WHAT YOU ARE ASKED TO DO:
Quote the entries word for word. Omit the pictures.
"""
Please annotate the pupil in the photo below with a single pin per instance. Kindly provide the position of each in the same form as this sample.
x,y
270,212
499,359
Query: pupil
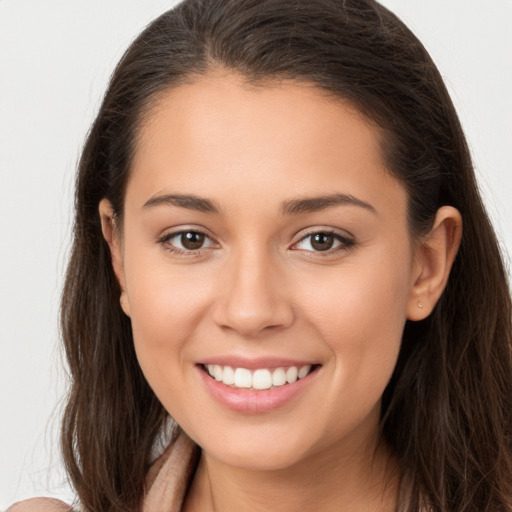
x,y
192,240
322,241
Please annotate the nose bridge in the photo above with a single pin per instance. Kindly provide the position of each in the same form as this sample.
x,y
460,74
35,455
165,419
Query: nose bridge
x,y
254,296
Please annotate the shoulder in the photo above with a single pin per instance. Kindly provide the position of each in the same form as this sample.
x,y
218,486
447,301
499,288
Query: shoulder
x,y
40,505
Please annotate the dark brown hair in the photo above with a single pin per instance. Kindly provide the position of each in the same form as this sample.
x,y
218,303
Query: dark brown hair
x,y
447,410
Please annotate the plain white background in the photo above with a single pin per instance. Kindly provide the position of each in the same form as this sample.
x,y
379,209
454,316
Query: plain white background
x,y
55,60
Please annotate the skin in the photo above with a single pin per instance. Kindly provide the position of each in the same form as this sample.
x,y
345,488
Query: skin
x,y
258,288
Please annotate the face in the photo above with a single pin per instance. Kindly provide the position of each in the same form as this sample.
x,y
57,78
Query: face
x,y
267,269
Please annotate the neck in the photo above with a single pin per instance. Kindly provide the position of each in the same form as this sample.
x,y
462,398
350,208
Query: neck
x,y
354,480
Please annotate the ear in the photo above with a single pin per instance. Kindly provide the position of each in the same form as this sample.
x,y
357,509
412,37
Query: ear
x,y
111,235
435,254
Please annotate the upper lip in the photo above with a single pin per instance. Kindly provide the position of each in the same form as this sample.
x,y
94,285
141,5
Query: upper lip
x,y
256,362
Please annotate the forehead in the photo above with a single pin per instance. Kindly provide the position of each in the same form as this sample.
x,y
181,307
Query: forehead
x,y
219,134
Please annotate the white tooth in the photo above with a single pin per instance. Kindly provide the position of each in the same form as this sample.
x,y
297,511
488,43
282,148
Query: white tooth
x,y
228,377
243,378
278,377
217,372
262,379
304,371
291,374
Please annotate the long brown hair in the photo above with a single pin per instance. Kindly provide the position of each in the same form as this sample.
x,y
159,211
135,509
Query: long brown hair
x,y
447,410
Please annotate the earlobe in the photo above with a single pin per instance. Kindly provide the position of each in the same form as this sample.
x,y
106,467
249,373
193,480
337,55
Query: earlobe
x,y
435,255
111,236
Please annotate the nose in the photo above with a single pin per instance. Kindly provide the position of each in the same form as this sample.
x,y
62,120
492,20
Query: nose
x,y
253,297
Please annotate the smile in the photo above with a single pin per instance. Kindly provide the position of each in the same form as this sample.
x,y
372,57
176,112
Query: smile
x,y
260,389
259,379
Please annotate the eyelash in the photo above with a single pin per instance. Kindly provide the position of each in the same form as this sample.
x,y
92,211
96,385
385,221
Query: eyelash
x,y
345,243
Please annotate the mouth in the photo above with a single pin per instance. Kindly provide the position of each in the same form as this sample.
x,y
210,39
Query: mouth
x,y
259,379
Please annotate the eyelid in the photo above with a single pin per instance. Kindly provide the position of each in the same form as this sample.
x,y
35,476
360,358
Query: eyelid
x,y
171,233
347,240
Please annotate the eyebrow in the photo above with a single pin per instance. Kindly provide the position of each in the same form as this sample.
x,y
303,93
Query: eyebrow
x,y
189,201
292,207
318,203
"""
THE OUTPUT:
Please annotate the pupil in the photo below with a single pin per instance. Kindly provide the position of each in the same form as this sample.
x,y
270,212
499,359
Query: pupil
x,y
192,240
322,241
Please annotate the nose bridge in the photo above with a single pin per instance. Kindly provide the position of each in the same form as this sample.
x,y
460,74
35,455
165,419
Query: nose bridge
x,y
254,296
Please annotate the shoulder in the photo above with a single pin per instance. Kindly provide the position of each in the same form as this sample.
x,y
218,486
447,301
499,288
Query: shoulder
x,y
40,505
Please annotate the dark brown hair in the photo above with a single pin per instance. Kindly provide the position of each in the same form as this sample.
x,y
218,303
Query: dark brown hair
x,y
447,410
Please annotate the plain white background in the photo above with a single pin per instance. Kindly provide the position of each in the same form as this sample.
x,y
379,209
454,316
Query: plain white background
x,y
55,60
Please annotate the skin in the photo above with a single pin per instance. Kindly provide the position of each in the same form as this sample.
x,y
345,488
Query: skin
x,y
258,288
Please annotate the face in the photo above with a single pin per instance. Kindly provide the position of each in the same form as this sample.
x,y
57,78
Query: face
x,y
267,269
Please annotate the neck in the photo above with a single pin per instance. Kindly provide the position of each in the same form as this sample.
x,y
462,398
350,208
Query: neck
x,y
354,480
Please annotate the ear in the photo above with a single pin per instance. Kindly provide the position of each in the same form as this sample.
x,y
357,509
412,37
Query: ear
x,y
111,235
435,254
Please annotate the upper lip in the photo above with a single pin per instance. Kindly provide the position of each in the same form as this sample.
x,y
94,285
141,5
Query: upper lip
x,y
256,362
Please annotate the forehead in the photo above with a single pin per instance. Kindly provide the position of each in the same form as this sample.
x,y
181,307
Query: forehead
x,y
219,134
Please annotate the white tooth in the photo above with a single pin per instance. Kindly provide the position of each in the same form as this sample.
x,y
297,511
488,43
282,148
Query: white tooth
x,y
228,377
243,378
278,377
217,372
262,379
304,371
291,374
Please annotate the long brown hair in the photo above with a single pin per instance. Kindly provide the position of each in the same form as this sample.
x,y
159,211
135,509
Query: long brown hair
x,y
447,410
Please annotate the earlobe in the photo above with a single pin per instance. Kindly provide the position of each in the same form as this sample.
x,y
106,467
249,373
193,480
337,55
Query: earlobe
x,y
435,255
111,236
Please annotate the nose in the photo above with a single pin per instance. Kindly provide the position of each in the same form as this sample.
x,y
62,120
492,20
Query: nose
x,y
253,297
Please annotate the smile in the photo above with a single pin per instance. Kindly provide the position of each in the same form as this sample.
x,y
372,57
176,112
Query: smile
x,y
260,389
259,379
Please annotate the eyelash in the photo above with a single pin per instance. Kindly provide the position of each in the same form as this sample.
x,y
92,211
96,385
385,221
Query: eyelash
x,y
345,243
Please annotate the mouth in the photo above with a single pin per instance. Kindly provide the position of each in the same form as this sample.
x,y
210,39
Query: mouth
x,y
259,379
Please annotate the eyelid in the photo above with a single pin per instance. Kindly provide the position of each in the same form as this sample.
x,y
35,476
360,358
Query: eyelid
x,y
171,233
347,240
Please annotate the eyebrow in the photo above with a single pin per instance. Kindly provide the position of each in the same form as this sample.
x,y
303,93
Query: eyebrow
x,y
189,201
292,207
318,203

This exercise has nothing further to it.